• **Excerpt to read**:
[BEGIN]
TACOMA, Wash. - A Pierce County judge handed down tighter release conditions Tuesday for a Tacoma man accused in dozens of animal cruelty cases.
Elmer Givens Jr. is not allowed to use social media, websites, or other sources to promote dog breeding. Pierce County Prosecutor’s Office said any current social media posts or websites of Givens promoting breeding are to be taken down immediately.
Givens, 41, is currently facing 75 charges for animal cruelty and animal fighting. The 23 dogs rescued from his property earlier in March are up for adoption. 107 dogs total have been seized from Givens’ property over the past 14 months.
The latest group of 23 dogs have been nursing back to health at the Humane Society-Tacoma and Pierce County. This includes Cheshire, a female believed to be two-years-old.
[END]
Object position labeling records:
[BEGIN]
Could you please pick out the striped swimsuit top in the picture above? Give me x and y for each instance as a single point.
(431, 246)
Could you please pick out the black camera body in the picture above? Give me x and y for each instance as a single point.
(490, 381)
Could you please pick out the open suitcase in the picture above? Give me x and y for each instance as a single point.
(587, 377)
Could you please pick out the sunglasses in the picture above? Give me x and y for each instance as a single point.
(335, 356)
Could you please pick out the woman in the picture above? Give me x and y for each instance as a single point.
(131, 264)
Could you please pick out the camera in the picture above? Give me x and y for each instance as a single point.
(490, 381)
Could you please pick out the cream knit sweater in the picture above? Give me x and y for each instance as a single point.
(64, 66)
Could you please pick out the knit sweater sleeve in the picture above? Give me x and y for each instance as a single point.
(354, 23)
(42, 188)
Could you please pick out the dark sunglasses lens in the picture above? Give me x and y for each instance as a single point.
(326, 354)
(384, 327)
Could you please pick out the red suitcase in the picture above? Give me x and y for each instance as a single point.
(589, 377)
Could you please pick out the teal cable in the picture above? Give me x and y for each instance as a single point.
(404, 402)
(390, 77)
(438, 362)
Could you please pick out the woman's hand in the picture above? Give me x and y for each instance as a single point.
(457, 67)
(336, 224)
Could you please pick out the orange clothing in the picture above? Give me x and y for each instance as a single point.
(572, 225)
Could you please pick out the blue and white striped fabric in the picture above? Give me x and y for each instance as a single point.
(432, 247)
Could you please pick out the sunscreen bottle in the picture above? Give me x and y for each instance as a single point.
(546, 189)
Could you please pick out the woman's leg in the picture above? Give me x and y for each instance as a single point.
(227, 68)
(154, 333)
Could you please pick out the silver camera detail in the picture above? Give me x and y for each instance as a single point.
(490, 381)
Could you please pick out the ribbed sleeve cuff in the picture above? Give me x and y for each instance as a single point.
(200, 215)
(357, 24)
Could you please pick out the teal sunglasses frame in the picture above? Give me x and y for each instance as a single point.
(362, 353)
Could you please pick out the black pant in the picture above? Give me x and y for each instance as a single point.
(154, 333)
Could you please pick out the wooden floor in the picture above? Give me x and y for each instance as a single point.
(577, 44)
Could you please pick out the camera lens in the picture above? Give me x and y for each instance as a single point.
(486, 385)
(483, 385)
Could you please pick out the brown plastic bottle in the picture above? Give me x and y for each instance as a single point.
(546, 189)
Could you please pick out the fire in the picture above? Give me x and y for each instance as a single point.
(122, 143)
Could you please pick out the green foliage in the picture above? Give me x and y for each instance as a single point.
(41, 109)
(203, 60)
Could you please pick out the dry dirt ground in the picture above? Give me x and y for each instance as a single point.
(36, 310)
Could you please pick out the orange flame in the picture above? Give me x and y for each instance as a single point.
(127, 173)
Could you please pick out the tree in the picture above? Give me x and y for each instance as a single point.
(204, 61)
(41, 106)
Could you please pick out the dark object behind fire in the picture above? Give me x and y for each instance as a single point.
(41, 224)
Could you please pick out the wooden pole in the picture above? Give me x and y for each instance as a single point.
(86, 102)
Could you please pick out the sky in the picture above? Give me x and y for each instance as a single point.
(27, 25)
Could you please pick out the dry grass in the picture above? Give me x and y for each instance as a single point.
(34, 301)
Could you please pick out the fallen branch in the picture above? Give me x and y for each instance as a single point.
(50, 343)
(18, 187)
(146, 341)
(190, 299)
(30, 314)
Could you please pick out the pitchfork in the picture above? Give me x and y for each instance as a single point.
[END]
• **Problem set**:
1. Summarize the animal cruelty article in two sentences.
2. In the animal cruelty article, transcribe the passage starting at "TACOMA, Wash. - A" and ending at "to be two-years-old.".
3. Answer these questions about the animal cruelty article.
(a) How many charges is Givens facing?
(b) How old is Givens?
(c) Where have the latest 23 dogs been nursed back to health?
The records have no connection to the article.

• **Answers for this exercise**:
1. A Pierce County judge imposed tighter release conditions on Elmer Givens Jr., a Tacoma man facing 75 charges of animal cruelty and animal fighting, barring him from using social media, websites, or other sources to promote dog breeding. A total of 107 dogs have been seized from his property over the past 14 months, and the latest 23 are recovering at the Humane Society-Tacoma and Pierce County and are up for adoption.

2.
TACOMA, Wash. - A Pierce County judge handed down tighter release conditions Tuesday for a Tacoma man accused in dozens of animal cruelty cases.
Elmer Givens Jr. is not allowed to use social media, websites, or other sources to promote dog breeding. Pierce County Prosecutor’s Office said any current social media posts or websites of Givens promoting breeding are to be taken down immediately.
Givens, 41, is currently facing 75 charges for animal cruelty and animal fighting. The 23 dogs rescued from his property earlier in March are up for adoption. 107 dogs total have been seized from Givens’ property over the past 14 months.
The latest group of 23 dogs have been nursing back to health at the Humane Society-Tacoma and Pierce County. This includes Cheshire, a female believed to be two-years-old.

3.
(a) 75 charges.
(b) 41.
(c) At the Humane Society-Tacoma and Pierce County.